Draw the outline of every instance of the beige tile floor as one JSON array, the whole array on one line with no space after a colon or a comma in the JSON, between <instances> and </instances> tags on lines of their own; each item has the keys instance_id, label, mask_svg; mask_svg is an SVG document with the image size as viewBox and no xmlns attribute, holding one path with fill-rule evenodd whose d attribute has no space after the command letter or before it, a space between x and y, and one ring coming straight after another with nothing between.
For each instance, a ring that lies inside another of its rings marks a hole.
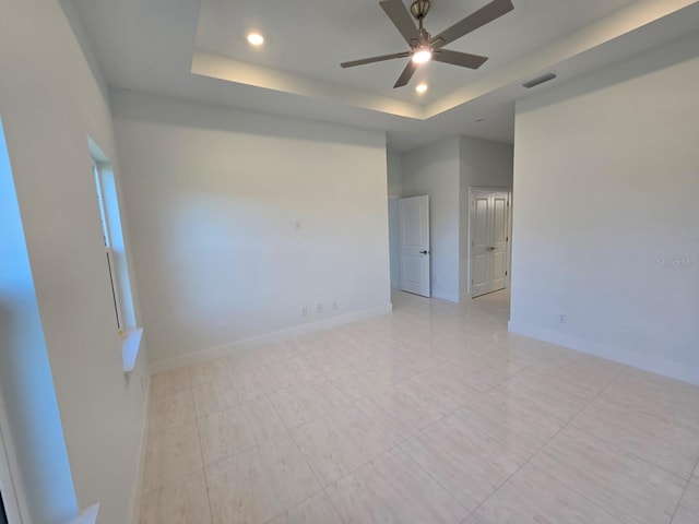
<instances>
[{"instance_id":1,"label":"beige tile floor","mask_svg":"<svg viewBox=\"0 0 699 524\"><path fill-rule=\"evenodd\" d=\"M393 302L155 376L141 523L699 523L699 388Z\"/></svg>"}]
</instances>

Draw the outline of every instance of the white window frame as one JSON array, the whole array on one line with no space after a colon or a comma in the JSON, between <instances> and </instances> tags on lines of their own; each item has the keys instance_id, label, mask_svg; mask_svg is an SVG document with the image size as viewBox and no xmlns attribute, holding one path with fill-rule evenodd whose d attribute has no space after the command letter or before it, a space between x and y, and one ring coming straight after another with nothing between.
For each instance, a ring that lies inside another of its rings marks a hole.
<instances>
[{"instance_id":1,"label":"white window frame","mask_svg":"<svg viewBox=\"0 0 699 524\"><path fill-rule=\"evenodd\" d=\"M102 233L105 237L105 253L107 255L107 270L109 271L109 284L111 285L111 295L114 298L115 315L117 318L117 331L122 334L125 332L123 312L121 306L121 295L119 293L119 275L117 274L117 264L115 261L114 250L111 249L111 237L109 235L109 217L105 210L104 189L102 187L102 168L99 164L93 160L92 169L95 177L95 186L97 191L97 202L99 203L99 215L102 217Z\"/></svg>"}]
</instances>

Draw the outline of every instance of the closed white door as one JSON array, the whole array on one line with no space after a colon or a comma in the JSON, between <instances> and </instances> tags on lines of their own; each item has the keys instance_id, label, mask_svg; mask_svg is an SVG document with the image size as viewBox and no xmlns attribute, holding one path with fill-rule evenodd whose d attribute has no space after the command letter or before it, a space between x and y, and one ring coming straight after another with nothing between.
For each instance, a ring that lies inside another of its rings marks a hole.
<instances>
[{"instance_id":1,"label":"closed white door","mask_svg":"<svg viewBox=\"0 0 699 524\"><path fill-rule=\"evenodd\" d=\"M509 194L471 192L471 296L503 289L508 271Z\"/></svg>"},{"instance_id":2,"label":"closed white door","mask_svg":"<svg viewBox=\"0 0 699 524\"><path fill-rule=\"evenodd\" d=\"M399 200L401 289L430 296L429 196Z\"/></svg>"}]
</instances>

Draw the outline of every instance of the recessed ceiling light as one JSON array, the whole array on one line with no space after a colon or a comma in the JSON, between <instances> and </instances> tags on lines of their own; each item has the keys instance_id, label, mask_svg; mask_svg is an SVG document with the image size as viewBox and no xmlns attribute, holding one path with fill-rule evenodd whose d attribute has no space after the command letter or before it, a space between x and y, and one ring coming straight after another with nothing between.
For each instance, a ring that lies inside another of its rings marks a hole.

§ WHAT TO DO: Lay out all of the lines above as a numbered list, omitting blank lines and leaving out any picture.

§ WORKED SOLUTION:
1. Draw the outline of every instance of the beige tile floor as one JSON array, the whole array on one line with no space after a colon or a comma in the JSON, between <instances> and </instances> tags on lines of their own; each item has the keys instance_id, label, mask_svg; mask_svg is an SVG document with the image size as viewBox and no xmlns attribute, holding one path with fill-rule evenodd whose d attribute has no space after the command letter or before it, a space between x and y, and one ring coming straight after another with nothing between.
2. For each instance, a ring that lies inside another of its rings marks a hole.
3. <instances>
4. [{"instance_id":1,"label":"beige tile floor","mask_svg":"<svg viewBox=\"0 0 699 524\"><path fill-rule=\"evenodd\" d=\"M393 302L155 376L141 523L699 523L699 388Z\"/></svg>"}]
5. </instances>
6. Draw the outline of every instance of the white window frame as one JSON array, the whole array on one line with no space after a colon or a comma in the JSON, between <instances> and </instances> tags on lines of their own; each item has the keys instance_id, label, mask_svg; mask_svg is an SVG document with the image size as viewBox and no xmlns attribute, holding one path with fill-rule evenodd whose d attribute has no space after the command letter or before it, a space between x and y, and one ring coming straight after another with nothing between.
7. For each instance, a ring that lies inside another of its rings marks a hole.
8. <instances>
9. [{"instance_id":1,"label":"white window frame","mask_svg":"<svg viewBox=\"0 0 699 524\"><path fill-rule=\"evenodd\" d=\"M102 233L105 237L105 253L107 255L107 270L109 271L109 284L111 285L111 295L114 298L115 315L117 318L117 331L122 334L125 332L123 312L121 306L121 295L119 293L119 275L117 274L117 264L115 261L114 250L111 249L111 237L109 235L109 217L105 210L104 189L102 187L102 168L99 164L93 160L92 169L95 177L95 186L97 191L97 202L99 203L99 215L102 217Z\"/></svg>"}]
10. </instances>
11. Draw the outline of every instance of the closed white door as one JSON array, the whole array on one line with no space after a colon or a comma in the JSON, between <instances> and </instances> tags on lines of their own; each item has the keys instance_id, label, mask_svg; mask_svg is an SVG document with the image size as viewBox and no xmlns attribute, holding one path with fill-rule evenodd whose d attribute has no space after the command letter or before it, a space between x and y, and one ring coming straight after another with nothing between.
12. For each instance, a ring that lies inside another of its rings marks a hole.
13. <instances>
14. [{"instance_id":1,"label":"closed white door","mask_svg":"<svg viewBox=\"0 0 699 524\"><path fill-rule=\"evenodd\" d=\"M509 194L471 192L471 296L503 289L508 271Z\"/></svg>"},{"instance_id":2,"label":"closed white door","mask_svg":"<svg viewBox=\"0 0 699 524\"><path fill-rule=\"evenodd\" d=\"M399 200L401 289L430 296L429 196Z\"/></svg>"}]
15. </instances>
16. Draw the outline of every instance of the recessed ceiling light as one JSON array, the whole array on one line with no space after a colon or a comma in the JSON, between <instances> and </instances> tags on lines of their own; each item has the keys instance_id, label, mask_svg; mask_svg is an SVG document with the image size as viewBox and no xmlns attribute, holding one path with fill-rule evenodd whose d attribute has no space after the command letter or before it, a space between x and y, and one ring coming straight after another with nothing between.
17. For each instance, a ring that lies inside another of its rings marks a hole.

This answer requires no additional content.